EXERCISE DETAILS »
This task requires every entry to be set down again exactly.

PROVIDED ENTRIES »
☆ ☆ ☆

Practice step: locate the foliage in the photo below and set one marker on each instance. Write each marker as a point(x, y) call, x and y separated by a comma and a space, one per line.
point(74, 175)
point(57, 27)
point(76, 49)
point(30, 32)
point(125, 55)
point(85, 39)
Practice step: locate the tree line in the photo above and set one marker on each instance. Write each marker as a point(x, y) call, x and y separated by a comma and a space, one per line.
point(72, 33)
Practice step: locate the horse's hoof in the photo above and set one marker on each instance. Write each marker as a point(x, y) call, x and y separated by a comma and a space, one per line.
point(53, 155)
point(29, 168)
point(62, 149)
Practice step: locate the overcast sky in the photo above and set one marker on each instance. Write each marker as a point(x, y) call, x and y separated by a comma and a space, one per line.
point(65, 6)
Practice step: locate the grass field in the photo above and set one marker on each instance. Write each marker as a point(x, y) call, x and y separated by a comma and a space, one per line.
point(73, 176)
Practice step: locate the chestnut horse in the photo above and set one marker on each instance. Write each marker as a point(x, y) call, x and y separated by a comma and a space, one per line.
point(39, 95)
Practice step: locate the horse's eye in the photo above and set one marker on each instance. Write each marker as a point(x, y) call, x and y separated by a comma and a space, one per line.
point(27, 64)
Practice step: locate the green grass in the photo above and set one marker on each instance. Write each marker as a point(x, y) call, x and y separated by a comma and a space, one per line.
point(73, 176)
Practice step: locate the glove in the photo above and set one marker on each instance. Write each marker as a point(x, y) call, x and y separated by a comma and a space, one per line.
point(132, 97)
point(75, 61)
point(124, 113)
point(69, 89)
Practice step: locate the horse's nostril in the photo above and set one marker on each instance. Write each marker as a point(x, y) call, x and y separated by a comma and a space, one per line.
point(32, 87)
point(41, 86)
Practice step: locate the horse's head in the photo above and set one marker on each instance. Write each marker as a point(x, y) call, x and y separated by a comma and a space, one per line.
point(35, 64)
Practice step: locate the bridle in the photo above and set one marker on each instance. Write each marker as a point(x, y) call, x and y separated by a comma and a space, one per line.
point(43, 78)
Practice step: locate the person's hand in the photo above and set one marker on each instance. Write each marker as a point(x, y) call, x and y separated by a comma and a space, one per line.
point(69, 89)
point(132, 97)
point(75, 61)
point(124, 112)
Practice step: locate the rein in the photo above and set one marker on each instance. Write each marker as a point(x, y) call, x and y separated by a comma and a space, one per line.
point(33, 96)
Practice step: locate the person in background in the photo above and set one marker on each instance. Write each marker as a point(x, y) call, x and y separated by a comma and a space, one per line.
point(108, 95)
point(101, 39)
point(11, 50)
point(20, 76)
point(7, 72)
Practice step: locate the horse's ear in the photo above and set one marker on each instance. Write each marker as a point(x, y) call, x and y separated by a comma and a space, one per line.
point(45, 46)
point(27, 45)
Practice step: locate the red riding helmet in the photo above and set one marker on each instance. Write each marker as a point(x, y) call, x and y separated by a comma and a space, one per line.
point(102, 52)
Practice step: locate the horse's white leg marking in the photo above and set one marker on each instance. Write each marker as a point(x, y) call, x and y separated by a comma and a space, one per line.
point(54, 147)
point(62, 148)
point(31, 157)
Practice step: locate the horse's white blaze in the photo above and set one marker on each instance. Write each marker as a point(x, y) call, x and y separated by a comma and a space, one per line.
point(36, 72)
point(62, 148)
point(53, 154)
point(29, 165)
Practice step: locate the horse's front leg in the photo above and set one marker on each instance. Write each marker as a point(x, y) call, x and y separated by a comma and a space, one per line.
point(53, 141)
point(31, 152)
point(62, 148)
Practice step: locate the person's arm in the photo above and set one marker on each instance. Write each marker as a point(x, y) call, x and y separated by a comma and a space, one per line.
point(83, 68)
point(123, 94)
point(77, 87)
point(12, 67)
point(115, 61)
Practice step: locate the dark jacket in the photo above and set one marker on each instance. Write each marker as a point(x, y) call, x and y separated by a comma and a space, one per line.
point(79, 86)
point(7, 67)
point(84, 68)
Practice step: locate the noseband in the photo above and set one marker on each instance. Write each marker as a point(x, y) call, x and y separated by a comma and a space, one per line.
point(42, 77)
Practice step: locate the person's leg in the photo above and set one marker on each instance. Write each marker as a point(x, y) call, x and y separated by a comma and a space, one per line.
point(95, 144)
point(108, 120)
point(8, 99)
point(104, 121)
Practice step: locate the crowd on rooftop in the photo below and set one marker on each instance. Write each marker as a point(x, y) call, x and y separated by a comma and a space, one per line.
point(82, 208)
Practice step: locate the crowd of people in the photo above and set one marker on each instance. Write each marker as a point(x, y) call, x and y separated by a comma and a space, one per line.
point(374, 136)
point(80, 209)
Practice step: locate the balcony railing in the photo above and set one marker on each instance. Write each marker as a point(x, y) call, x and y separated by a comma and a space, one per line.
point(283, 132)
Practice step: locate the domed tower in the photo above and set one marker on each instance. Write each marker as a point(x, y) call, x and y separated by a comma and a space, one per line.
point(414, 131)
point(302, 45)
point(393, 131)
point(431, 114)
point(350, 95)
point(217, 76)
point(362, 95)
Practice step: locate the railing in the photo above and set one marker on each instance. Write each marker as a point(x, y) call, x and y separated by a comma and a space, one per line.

☆ ☆ ☆

ANSWER SPACE »
Practice step: locate the foliage in the photo below and set one marker on each instance. Write each marker as a point(x, y) call, x and y separated by a comma and a space, one per line.
point(74, 175)
point(57, 27)
point(76, 49)
point(30, 32)
point(125, 55)
point(85, 39)
Practice step: locate the tree line in the photo above and set one marker on each instance. Write each marker as a point(x, y) call, x and y separated by a comma and a space, one per line.
point(72, 33)
Practice step: locate the horse's hoof in the photo above and set one marker on each instance. Write each marker as a point(x, y) call, x and y separated by a comma and a space, one per line.
point(53, 155)
point(29, 168)
point(62, 149)
Practice step: locate the overcast sky in the photo above and set one marker on each instance. Write each marker as a point(x, y) call, x and y separated by a comma and a space, one per line.
point(65, 6)
Practice step: locate the grass field in the photo above and set one marker on each instance. Write each marker as a point(x, y) call, x and y separated by a comma and a space, one per line.
point(73, 176)
Practice step: locate the chestnut horse in the photo above and set one marker on each instance. Write each marker as a point(x, y) call, x and y separated by a comma and a space, one per line.
point(39, 95)
Practice step: locate the horse's eye in the photo above and set one marker on each instance. Write each marker as a point(x, y) call, x and y separated by a comma and a space, one per line.
point(27, 64)
Practice step: locate the green grass in the photo above and set one marker on each instance. Write each marker as a point(x, y) call, x and y separated by a comma and a space, one per line.
point(73, 176)
Practice step: locate the glove in the photo above and set one marker on each instance. Write each marker as a point(x, y) call, x and y separated by a comma and a space, one per line.
point(132, 97)
point(75, 61)
point(124, 113)
point(69, 89)
Practice step: locate the horse's nostril in the photo above and set one marker on each instance. Write each marker as a point(x, y) call, x and y separated by a comma and a space, one per line.
point(32, 87)
point(41, 86)
Practice step: locate the horse's head in the photo above and set one marker on each instance. Write each marker as a point(x, y) call, x and y separated by a comma and a space, one per line.
point(35, 64)
Practice step: locate the bridle in the photo above and set one marker on each instance. Write each marker as a point(x, y) call, x and y separated by a comma and a space, one per line.
point(43, 78)
Practice step: locate the person's hand in the photo above and set one marker on each instance. Write each marker as a point(x, y) call, x and y separated by a comma and a space, one per line.
point(69, 89)
point(132, 97)
point(75, 61)
point(124, 112)
Practice step: locate the rein in the photo above and set one marker on each instance. Write each marker as a point(x, y) call, x and y separated by a comma and a space, one per line.
point(33, 96)
Practice step: locate the person in background in the photo above and set one marker on each instance. Write each marker as a point(x, y) call, x and y separated by a comma and a space, one per line.
point(108, 95)
point(101, 39)
point(11, 50)
point(20, 76)
point(7, 72)
Practice step: locate the horse's ear in the photo above and set one marker on each instance. Write each marker as a point(x, y) call, x and y separated by a comma and a space, one per line.
point(45, 46)
point(27, 45)
Practice step: locate the red riding helmet in the photo above and set one marker on each instance. Write each marker as a point(x, y) call, x and y separated by a comma and a space, one per line.
point(102, 52)
Practice step: locate the horse's white leg marking in the photo above and set one marker on each instance. Write each marker as a point(x, y) call, x and y separated by a comma and a space, one per line.
point(54, 147)
point(62, 148)
point(31, 157)
Practice step: locate the horse's white blaze in the photo above and set one marker on each instance. Write each marker as a point(x, y) call, x and y separated by a comma and a space, one per line.
point(36, 72)
point(62, 148)
point(53, 154)
point(29, 165)
Practice step: locate the horse's front leg in the photo above and set one marker on each instance. Write each marker as a point(x, y) call, x and y separated by a comma and a space, one per line.
point(53, 141)
point(31, 152)
point(62, 148)
Practice step: locate the person's arm in the photo above and set one marker on each instance. Write each marker as a point(x, y) call, x and y separated by a comma and a space, one per line.
point(83, 68)
point(123, 94)
point(77, 87)
point(12, 67)
point(115, 61)
Practice step: locate the dark jacket in the photo above and set one marker on each instance. Write each marker as a point(x, y) call, x and y separated by a comma and a space, one per line.
point(79, 86)
point(7, 67)
point(84, 68)
Practice step: locate the noseband in the photo above and set one marker on each instance. Write each marker as a point(x, y) call, x and y separated by a comma and a space, one per line.
point(42, 77)
Practice step: locate the person's leg in the photo above and set one marker on each instance. Write each marker as a point(x, y) call, x and y separated by a comma and a space, one per line.
point(95, 144)
point(108, 120)
point(8, 99)
point(104, 121)
Practice step: locate the crowd on rooftop in the photo below and set one marker on each instance. Write each marker as a point(x, y) call, x and y separated by a comma and a space, one per line.
point(82, 208)
Practice step: locate the crowd of people in the photo above and set one marker on each instance. Write each marker as a point(x, y) call, x and y separated by a comma and a space, one per line.
point(374, 136)
point(80, 209)
Practice step: locate the balcony railing in the photo above and set one marker on each instance. Write each marker as a point(x, y) call, x and y separated by a comma and a space, one per line.
point(283, 132)
Practice step: locate the domed tower in the photo above and set one marker on each instance. Write each marker as a point(x, y) call, x and y separated by a comma and a space, one per line.
point(414, 131)
point(302, 45)
point(393, 131)
point(431, 114)
point(350, 95)
point(217, 76)
point(362, 95)
Practice step: locate the railing in the photo above and set one marker on each instance. Write each marker as a point(x, y) call, x and y separated by a comma and a space, one per line.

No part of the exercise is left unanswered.